*WORK ORDER*. In the scrublet issue thread, which command restored the missing library for the poster?

Open RoganGrant opened 2 years ago

RoganGrant commented 2 years ago

First of all, thank for scrublet! I have been using for a while now, and much prefer it over the alternatives.

As for the issue, it's a bit niche but can potentially cause serious silent issues on an HPC. Even if annoy is installed, loading can fail if a semi-recent version of gcc is not currently in the user's path. For HPC users, this would generally require loading a GCC module. In my case, module load gcc/11.2.0 restores the missing library and solves the issue.

Minimal code to reproduce the issue:

import scrublet as scr
mport scipy.io
import os
import gzip
import pandas as pd

counts_matrix = scipy.io.mmread(gzip.open("path/matrix.mtx.gz")).T.tocsc()
scrub = scr.Scrublet(counts_matrix, expected_doublet_rate = 0.1)
doublet_scores, doublets = scrub.scrub_doublets(min_counts=2, min_cells=3, min_gene_variability_pctl=85, n_prin_comps=30)

*DATASET SECTION*.
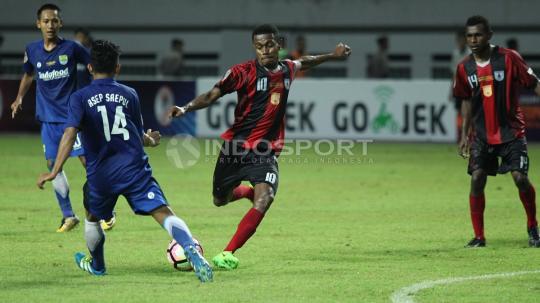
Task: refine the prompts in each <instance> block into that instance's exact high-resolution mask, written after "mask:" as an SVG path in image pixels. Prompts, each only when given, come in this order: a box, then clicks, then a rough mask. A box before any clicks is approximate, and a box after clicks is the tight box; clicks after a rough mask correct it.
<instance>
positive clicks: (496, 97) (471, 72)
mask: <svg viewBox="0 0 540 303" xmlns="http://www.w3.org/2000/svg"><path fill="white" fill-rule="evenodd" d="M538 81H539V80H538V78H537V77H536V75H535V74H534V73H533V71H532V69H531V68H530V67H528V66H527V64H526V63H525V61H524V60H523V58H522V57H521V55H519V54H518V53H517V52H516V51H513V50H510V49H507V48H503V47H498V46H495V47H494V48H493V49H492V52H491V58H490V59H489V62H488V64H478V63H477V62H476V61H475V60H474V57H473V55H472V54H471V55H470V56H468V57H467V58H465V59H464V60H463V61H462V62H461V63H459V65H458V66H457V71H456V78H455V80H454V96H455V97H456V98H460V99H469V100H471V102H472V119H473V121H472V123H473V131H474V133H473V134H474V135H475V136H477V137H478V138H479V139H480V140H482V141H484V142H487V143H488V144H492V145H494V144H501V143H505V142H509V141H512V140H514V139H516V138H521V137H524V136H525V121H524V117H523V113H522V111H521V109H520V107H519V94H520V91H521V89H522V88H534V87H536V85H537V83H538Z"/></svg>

*EXERCISE SOLUTION*. module load gcc/11.2.0